⟨
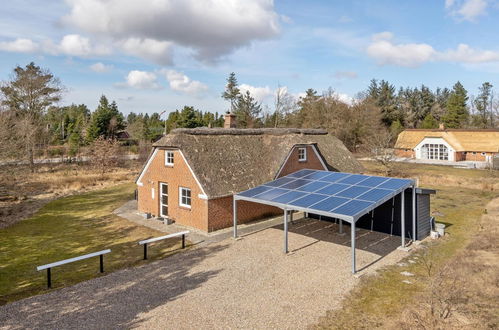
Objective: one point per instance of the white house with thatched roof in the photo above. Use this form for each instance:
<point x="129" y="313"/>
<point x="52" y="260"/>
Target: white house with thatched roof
<point x="448" y="144"/>
<point x="191" y="174"/>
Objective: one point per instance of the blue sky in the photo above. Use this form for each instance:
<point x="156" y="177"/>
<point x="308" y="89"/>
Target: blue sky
<point x="153" y="55"/>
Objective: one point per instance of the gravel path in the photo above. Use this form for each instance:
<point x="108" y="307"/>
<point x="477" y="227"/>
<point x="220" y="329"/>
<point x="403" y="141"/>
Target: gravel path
<point x="247" y="283"/>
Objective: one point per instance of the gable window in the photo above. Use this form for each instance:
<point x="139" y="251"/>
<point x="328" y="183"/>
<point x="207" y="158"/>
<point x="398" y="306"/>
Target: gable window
<point x="302" y="154"/>
<point x="184" y="197"/>
<point x="169" y="158"/>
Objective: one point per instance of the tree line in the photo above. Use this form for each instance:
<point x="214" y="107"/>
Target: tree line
<point x="31" y="120"/>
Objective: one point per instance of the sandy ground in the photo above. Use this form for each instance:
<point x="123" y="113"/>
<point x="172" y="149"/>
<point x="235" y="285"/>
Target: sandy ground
<point x="246" y="283"/>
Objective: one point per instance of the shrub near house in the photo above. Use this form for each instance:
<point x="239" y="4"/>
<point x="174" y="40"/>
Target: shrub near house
<point x="192" y="173"/>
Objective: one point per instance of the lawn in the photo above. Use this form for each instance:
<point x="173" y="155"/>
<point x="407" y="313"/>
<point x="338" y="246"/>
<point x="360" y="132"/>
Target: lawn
<point x="68" y="227"/>
<point x="381" y="300"/>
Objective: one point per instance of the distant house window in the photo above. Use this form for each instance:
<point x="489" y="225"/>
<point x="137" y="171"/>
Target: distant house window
<point x="169" y="158"/>
<point x="302" y="154"/>
<point x="184" y="197"/>
<point x="435" y="151"/>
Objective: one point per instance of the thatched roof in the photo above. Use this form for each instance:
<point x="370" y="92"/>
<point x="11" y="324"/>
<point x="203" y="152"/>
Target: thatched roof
<point x="227" y="161"/>
<point x="486" y="140"/>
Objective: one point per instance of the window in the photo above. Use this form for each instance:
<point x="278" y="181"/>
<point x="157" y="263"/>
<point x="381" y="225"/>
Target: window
<point x="302" y="154"/>
<point x="435" y="151"/>
<point x="184" y="197"/>
<point x="169" y="158"/>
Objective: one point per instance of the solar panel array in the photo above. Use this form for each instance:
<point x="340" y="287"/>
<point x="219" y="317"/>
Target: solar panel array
<point x="338" y="194"/>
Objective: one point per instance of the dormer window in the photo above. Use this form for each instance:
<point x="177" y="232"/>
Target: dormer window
<point x="302" y="154"/>
<point x="169" y="158"/>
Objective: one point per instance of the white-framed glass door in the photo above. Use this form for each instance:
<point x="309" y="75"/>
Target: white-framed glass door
⟩
**Task to carry out:** Word for word, restate all of the material, omitting the images.

**Response to this exercise:**
Objective: one point per instance of the white house with thatched roof in the photo above. Use this form for each instance:
<point x="129" y="313"/>
<point x="52" y="260"/>
Target: white house with thatched roof
<point x="448" y="144"/>
<point x="191" y="174"/>
Objective: one point per instance of the blue sky in the photo above. Use this form for each instance:
<point x="156" y="177"/>
<point x="308" y="89"/>
Target: blue sky
<point x="153" y="55"/>
Objective: one point per instance of the gravel path in the photo above. Use this form for each instance:
<point x="108" y="307"/>
<point x="477" y="227"/>
<point x="220" y="329"/>
<point x="403" y="141"/>
Target: gravel path
<point x="247" y="283"/>
Objective: one point per instance of the gable window in the photo above. Use this form for each instance:
<point x="139" y="251"/>
<point x="328" y="183"/>
<point x="207" y="158"/>
<point x="398" y="306"/>
Target: gable window
<point x="302" y="154"/>
<point x="184" y="197"/>
<point x="169" y="158"/>
Objective: one point per instance of the tree line in the photo above. Use this form for each instance:
<point x="214" y="107"/>
Target: tree line
<point x="31" y="120"/>
Objective: one point per instance of the sandy ground in the photo above. Use this form for each instance:
<point x="123" y="113"/>
<point x="172" y="149"/>
<point x="235" y="285"/>
Target: sandy ground
<point x="246" y="283"/>
Objective: one point per instance of the shrub near house in the photo above. Use this form for each instance:
<point x="239" y="4"/>
<point x="174" y="40"/>
Target: shrub near house
<point x="192" y="173"/>
Objective: one point per instance of the lawn in the photo above. Use this form for each instance:
<point x="173" y="155"/>
<point x="407" y="313"/>
<point x="338" y="246"/>
<point x="360" y="132"/>
Target: lawn
<point x="68" y="227"/>
<point x="381" y="300"/>
Objective: one point per instance of the distant house window in the photo above. Use this form for each instance:
<point x="489" y="225"/>
<point x="137" y="171"/>
Target: distant house window
<point x="169" y="158"/>
<point x="302" y="154"/>
<point x="184" y="197"/>
<point x="435" y="151"/>
Objective: one point per instance of the thatched roof in the photo above. Use this form for each instance:
<point x="370" y="92"/>
<point x="11" y="324"/>
<point x="203" y="152"/>
Target: thatched roof
<point x="227" y="161"/>
<point x="486" y="140"/>
Objective: one point per instance of the window in the photo above. Use this form for each instance:
<point x="278" y="181"/>
<point x="157" y="263"/>
<point x="381" y="225"/>
Target: window
<point x="302" y="154"/>
<point x="435" y="151"/>
<point x="184" y="197"/>
<point x="169" y="158"/>
Objective: one point per instance of the solar panel array in the photo above. Use this form for each instance:
<point x="340" y="287"/>
<point x="219" y="317"/>
Target: solar panel array
<point x="338" y="194"/>
Objective: one point per instance of the dormer window in the photo above. Use this form for each instance:
<point x="177" y="232"/>
Target: dormer window
<point x="302" y="154"/>
<point x="169" y="158"/>
Objective: one point per instance of the white-framed glass door in the photo above. Use this form for each instance:
<point x="309" y="75"/>
Target: white-framed glass door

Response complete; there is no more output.